Task prompt
From the line containing "the player's neck" through the last line of the data, return those lines exactly as written and nothing more.

Input rows

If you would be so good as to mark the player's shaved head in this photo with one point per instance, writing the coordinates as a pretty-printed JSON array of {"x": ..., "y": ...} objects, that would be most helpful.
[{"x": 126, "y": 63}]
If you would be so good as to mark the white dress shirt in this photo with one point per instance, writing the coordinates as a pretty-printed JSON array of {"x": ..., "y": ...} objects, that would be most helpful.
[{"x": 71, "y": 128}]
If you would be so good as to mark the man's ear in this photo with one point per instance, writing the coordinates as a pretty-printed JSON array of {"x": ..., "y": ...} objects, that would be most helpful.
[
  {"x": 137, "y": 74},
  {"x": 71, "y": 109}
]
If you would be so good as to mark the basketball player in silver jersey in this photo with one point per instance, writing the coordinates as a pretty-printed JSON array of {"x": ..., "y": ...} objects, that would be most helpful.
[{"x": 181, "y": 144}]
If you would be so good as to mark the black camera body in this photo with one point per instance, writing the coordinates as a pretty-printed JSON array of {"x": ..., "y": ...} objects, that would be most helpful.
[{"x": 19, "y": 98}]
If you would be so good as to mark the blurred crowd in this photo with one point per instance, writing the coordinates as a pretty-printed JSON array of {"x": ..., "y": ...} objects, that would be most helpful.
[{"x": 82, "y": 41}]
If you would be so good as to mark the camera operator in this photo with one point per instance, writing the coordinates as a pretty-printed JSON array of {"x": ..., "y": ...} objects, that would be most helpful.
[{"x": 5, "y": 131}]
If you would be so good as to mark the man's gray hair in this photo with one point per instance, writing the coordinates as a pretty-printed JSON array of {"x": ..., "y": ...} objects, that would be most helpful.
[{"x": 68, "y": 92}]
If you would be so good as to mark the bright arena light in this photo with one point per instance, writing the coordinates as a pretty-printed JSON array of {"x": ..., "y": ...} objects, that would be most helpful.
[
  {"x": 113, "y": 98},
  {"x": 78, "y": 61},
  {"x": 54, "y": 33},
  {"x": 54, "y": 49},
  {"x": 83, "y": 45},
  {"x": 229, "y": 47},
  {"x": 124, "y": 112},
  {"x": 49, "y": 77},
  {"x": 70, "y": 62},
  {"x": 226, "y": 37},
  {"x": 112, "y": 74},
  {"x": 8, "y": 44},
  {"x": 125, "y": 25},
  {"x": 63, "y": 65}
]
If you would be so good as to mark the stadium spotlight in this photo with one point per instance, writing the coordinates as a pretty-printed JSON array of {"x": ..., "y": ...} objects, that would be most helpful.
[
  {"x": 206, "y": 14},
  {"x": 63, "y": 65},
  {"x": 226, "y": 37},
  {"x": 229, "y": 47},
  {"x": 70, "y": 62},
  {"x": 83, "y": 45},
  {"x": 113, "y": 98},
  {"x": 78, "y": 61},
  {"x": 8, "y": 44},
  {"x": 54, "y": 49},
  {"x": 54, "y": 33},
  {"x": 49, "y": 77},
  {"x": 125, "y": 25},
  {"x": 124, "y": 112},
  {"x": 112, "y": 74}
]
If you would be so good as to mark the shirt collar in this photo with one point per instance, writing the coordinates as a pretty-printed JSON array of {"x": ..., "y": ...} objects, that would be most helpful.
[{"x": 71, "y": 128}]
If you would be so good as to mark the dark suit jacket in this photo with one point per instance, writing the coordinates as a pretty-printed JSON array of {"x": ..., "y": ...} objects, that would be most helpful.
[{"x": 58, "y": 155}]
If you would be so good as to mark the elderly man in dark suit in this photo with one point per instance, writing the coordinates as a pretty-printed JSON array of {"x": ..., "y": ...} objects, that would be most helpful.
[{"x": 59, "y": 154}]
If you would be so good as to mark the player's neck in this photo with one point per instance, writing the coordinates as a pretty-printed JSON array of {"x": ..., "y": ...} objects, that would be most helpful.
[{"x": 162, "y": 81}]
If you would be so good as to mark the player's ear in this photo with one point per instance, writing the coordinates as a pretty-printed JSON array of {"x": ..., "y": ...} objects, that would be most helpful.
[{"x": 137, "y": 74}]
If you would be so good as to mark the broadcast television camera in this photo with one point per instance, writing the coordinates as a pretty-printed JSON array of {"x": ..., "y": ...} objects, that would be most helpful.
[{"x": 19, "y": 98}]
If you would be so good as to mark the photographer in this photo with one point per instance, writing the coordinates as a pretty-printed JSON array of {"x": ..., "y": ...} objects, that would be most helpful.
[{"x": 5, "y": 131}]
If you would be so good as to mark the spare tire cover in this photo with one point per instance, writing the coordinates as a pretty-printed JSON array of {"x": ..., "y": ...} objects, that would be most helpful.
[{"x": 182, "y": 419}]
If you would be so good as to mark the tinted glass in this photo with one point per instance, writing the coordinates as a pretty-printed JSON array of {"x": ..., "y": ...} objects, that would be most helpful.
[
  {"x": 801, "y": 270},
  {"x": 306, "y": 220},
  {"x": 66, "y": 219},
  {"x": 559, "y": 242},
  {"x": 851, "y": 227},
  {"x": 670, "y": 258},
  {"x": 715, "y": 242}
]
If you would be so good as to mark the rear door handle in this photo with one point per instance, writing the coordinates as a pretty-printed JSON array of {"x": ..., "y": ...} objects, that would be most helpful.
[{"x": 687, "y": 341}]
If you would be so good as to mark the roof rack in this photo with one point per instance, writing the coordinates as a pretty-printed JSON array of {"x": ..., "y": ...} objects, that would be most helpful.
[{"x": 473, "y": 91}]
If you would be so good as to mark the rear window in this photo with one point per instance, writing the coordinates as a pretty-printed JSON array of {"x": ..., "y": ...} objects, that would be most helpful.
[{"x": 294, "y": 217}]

The result
If you would be so good as to mark the player's neck in this photo with one point per instance, writing the coordinates as a pretty-printed JSON array of {"x": ..., "y": ...} objects, that would be most helpful.
[{"x": 162, "y": 81}]
If you would be so good as to mark the player's ear in this photo with one point per instance, writing the coordinates as a pretty-printed JSON array of {"x": ..., "y": ...} objects, that would be most helpful.
[{"x": 137, "y": 74}]
If you would be so good as to mark the broadcast television camera in this photo with one point per instance, writing the coordinates as a pretty-printed JSON array of {"x": ..., "y": ...} objects, that would be most helpful.
[{"x": 19, "y": 98}]
If you would be so good as to mark the photographer in this photo with one point per instance, writing the coordinates as a pretty-printed JSON array of {"x": ..., "y": ...} objects, that would be most helpful.
[{"x": 5, "y": 131}]
If you would be so good as to mark the spare tire cover in this photo with one point per instance, writing the coordinates as a pretty-printed JSON array of {"x": ..., "y": ...} objects, that would be most helpful.
[{"x": 182, "y": 419}]
If you would be so good as to mark the tinted glass in this photo with one point per instance, writing the coordinates as a pretty-printed JSON array of {"x": ..., "y": ...} objects, that would be most helpful.
[
  {"x": 801, "y": 270},
  {"x": 306, "y": 220},
  {"x": 66, "y": 219},
  {"x": 559, "y": 242},
  {"x": 851, "y": 227},
  {"x": 670, "y": 258},
  {"x": 715, "y": 242}
]
If you would be so good as to mark the rear door handle in this photo with one point per instance, writing the coordinates as a pretty-printed JSON array of {"x": ..., "y": ...} objects, that would be most helpful.
[{"x": 687, "y": 341}]
If you would be so good as to mark the roof rack in this photo with one point per instance, writing the coordinates as a pretty-printed JSON array of {"x": ..., "y": ...} objects, that would be most helpful.
[{"x": 473, "y": 91}]
If you would be so good as to mark the rear window in this photo with one point per instance, writing the coordinates as a pretty-printed JSON array of {"x": ..., "y": ...} objects, that would be most helpful.
[{"x": 294, "y": 217}]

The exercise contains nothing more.